In the article on Austin police officers charged over the 2020 protests, how many Austin officers had been indicted in the 20 years before Garza took office?

→ **EXTRACT PROVIDED**
+===+
AUSTIN — At least 19 police officers in this state capital are facing criminal charges for allegedly using excessive force on protesters during the summer of 2020, according to their union president — an unusually high number that reflects District Attorney José Garza’s year-old effort to crack down on police misconduct.
Garza, who was elected in 2020 after promising to reform the criminal justice system, declined to reveal specifics of the indictments, saying he is prohibited by law from doing so until everyone charged has been served with an arrest warrant or turned themselves in to law enforcement.
Police union president Ken Casaday said he was aware of the indictments because the officers’ defense lawyers had been notified. Though the identities of most of the officers have not been made public, Casaday identified one of them as Justin Berry, a 13-year veteran of the department who is running as a Republican for a seat in the Texas House.
Few cities across the nation have seen so many of their police officers face criminal charges all at once; before Garza took office, fewer than half a dozen Austin officers had been indicted in the previous 20 years.
News of the charges widened the rift between police and prosecutors in Austin that has developed since Garza took office. Casaday called the indictments “an absolute disgrace.” In an unusual public rebuke of the district attorney, Austin Police Chief Joseph Chacon said that he was “disappointed” and that none of his officers had committed criminal conduct during the protests.
The demonstrations against police brutality that swept the nation in 2020 were especially heated in Austin, where police had fatally shot an unarmed Latino man named Michael Ramos just a month before George Floyd was killed in Minneapolis. City police fired “bean bag munitions” at protesters, which they described as nonlethal force. Dozens were severely injured, however, and the department soon banned the use of such munitions in crowd-control situations. Police union officials have said that department leaders, not individual officers, were to blame for failing to recognize that the munitions were defective.
Two of the injured protesters, both Black men, underwent emergency surgeries for a fractured skull and a fractured jaw, according to lawsuits they filed against the city and police. Austin officials recently agreed to pay them a combined $10 million to settle the cases. The most the city had ever previously paid to settle an excessive-force allegation against police was $3.25 million for the shooting death of an unarmed Black teenager in 2016.
+===+
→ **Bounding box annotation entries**
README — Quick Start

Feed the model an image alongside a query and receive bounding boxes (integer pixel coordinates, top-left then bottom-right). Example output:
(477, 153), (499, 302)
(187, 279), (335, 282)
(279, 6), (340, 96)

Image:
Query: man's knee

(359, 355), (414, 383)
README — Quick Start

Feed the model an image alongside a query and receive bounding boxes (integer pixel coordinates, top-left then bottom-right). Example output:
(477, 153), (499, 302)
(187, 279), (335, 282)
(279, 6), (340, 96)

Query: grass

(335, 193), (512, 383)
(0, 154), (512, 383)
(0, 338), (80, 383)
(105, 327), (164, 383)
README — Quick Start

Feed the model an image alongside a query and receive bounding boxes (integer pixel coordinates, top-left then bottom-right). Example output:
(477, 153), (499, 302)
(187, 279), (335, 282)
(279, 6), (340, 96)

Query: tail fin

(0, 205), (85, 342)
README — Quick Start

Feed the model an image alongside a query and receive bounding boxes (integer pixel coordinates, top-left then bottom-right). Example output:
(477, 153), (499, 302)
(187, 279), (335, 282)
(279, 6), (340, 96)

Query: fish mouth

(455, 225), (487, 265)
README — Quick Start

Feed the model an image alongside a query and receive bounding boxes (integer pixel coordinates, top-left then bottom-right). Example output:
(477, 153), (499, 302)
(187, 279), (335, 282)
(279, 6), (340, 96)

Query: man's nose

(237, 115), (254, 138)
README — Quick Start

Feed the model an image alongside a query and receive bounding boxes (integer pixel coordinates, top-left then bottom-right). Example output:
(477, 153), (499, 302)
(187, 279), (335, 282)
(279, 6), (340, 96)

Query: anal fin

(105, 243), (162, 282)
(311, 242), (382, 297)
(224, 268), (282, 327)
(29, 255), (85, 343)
+===+
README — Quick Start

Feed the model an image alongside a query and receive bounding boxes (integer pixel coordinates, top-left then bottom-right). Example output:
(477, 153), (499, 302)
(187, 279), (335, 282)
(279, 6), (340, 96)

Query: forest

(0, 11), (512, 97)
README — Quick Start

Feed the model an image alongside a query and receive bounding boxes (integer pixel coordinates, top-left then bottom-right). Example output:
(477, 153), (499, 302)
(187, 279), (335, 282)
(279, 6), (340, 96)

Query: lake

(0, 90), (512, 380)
+===+
→ **REPLY TO THE TASK**
Fewer than half a dozen.